= GIVEN EXERCISE =
Please rewrite every line of the entries below in full, offsetting each coordinate by -54.

* Begin RAW RECORDS *

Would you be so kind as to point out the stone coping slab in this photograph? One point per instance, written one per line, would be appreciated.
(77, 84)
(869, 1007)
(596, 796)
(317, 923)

* End RAW RECORDS *

= ANSWER IN FULL =
Would you be so kind as to point out the stone coping slab in this photograph? One point per instance, written one per line, would be appreciated.
(23, 30)
(815, 953)
(542, 742)
(263, 869)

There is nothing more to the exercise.